— START OF INPUT ROWS —

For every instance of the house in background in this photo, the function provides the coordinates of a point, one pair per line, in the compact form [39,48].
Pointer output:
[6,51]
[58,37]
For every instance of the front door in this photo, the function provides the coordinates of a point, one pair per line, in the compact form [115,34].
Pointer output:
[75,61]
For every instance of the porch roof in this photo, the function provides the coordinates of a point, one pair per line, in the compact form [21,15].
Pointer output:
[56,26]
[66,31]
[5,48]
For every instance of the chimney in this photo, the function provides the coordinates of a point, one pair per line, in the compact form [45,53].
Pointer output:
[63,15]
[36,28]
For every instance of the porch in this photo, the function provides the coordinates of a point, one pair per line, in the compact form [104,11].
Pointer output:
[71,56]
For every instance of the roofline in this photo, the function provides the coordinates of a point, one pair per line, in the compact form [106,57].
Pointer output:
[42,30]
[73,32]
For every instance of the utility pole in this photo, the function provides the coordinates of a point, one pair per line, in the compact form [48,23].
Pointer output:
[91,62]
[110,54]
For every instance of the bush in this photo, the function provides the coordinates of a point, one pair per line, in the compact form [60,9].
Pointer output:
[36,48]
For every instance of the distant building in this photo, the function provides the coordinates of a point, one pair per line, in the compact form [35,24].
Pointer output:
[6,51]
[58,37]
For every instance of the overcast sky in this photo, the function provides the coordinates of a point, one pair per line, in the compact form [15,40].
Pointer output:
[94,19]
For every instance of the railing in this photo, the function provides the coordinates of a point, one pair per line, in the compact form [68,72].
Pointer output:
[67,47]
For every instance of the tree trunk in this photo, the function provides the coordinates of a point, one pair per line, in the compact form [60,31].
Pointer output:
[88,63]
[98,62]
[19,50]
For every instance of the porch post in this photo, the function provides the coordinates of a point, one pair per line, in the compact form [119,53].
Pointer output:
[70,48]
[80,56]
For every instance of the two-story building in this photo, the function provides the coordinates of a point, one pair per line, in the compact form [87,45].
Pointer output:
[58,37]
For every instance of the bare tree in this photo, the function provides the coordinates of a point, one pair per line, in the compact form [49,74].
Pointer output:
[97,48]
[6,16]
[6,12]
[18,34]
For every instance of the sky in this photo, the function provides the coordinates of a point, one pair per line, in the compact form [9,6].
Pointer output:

— END OF INPUT ROWS —

● WHAT THE TASK REQUIRES:
Put the lines above into a Markdown table with two columns, No. for the row number and Line for the line itself, leaving out any blank lines.

● SOLVED PROBLEM:
| No. | Line |
|---|---|
| 1 | For every instance of the house in background in this photo, the function provides the coordinates of a point, one pair per line, in the compact form [39,48]. |
| 2 | Pointer output: |
| 3 | [6,51] |
| 4 | [58,37] |
| 5 | For every instance of the front door in this photo, the function provides the coordinates of a point, one pair per line, in the compact form [115,34]. |
| 6 | Pointer output: |
| 7 | [75,61] |
| 8 | For every instance of the porch roof in this photo, the function provides the coordinates of a point, one pair per line, in the compact form [21,15]. |
| 9 | Pointer output: |
| 10 | [56,26] |
| 11 | [66,31] |
| 12 | [5,48] |
| 13 | For every instance of the chimney in this photo, the function provides the coordinates of a point, one pair per line, in the compact form [45,53]. |
| 14 | Pointer output: |
| 15 | [63,15] |
| 16 | [36,28] |
| 17 | For every instance of the porch in this photo, the function provides the coordinates of a point, one pair per line, in the compact form [104,11]. |
| 18 | Pointer output: |
| 19 | [71,56] |
| 20 | For every instance of the roofline in this photo, the function provides the coordinates of a point, one pair per line, in the compact form [106,57]. |
| 21 | Pointer output: |
| 22 | [42,30] |
| 23 | [73,32] |
| 24 | For every instance of the utility pole in this photo, the function provides the coordinates of a point, one pair per line, in the compact form [48,23]. |
| 25 | Pointer output: |
| 26 | [91,62] |
| 27 | [110,54] |
| 28 | For every instance of the bush in this photo, the function provides the coordinates of a point, one pair per line, in the compact form [60,9]. |
| 29 | Pointer output: |
| 30 | [36,48] |
| 31 | For every instance of the distant building in this photo, the function provides the coordinates of a point, one pair per line, in the compact form [35,24]. |
| 32 | Pointer output: |
| 33 | [6,51] |
| 34 | [58,37] |
| 35 | For every instance of the overcast sky in this photo, the function provides the coordinates of a point, one pair per line, in the compact form [15,40]. |
| 36 | Pointer output: |
| 37 | [94,19] |
| 38 | For every instance of the railing in this photo, the function provides the coordinates of a point, one pair per line, in the compact form [68,72]. |
| 39 | Pointer output: |
| 40 | [67,47] |
| 41 | For every instance of the tree trunk in this photo, the function provides the coordinates of a point, one pair per line, in the compact form [60,31]. |
| 42 | Pointer output: |
| 43 | [88,63] |
| 44 | [98,62] |
| 45 | [19,50] |
| 46 | For every instance of the porch post in this photo, the function provides the coordinates of a point, one pair per line, in the compact form [119,53]. |
| 47 | Pointer output: |
| 48 | [70,48] |
| 49 | [80,56] |
| 50 | For every instance of the two-story building in this photo, the function provides the coordinates of a point, one pair per line, in the compact form [87,45]. |
| 51 | Pointer output: |
| 52 | [58,37] |
| 53 | For every instance of the bare tree in this photo, the function provides the coordinates of a point, one pair per line, in the compact form [49,74]. |
| 54 | Pointer output: |
| 55 | [97,48] |
| 56 | [6,16] |
| 57 | [6,12] |
| 58 | [18,34] |
| 59 | For every instance of the sky in this photo, the function provides the coordinates of a point, one pair per line, in the compact form [9,6]. |
| 60 | Pointer output: |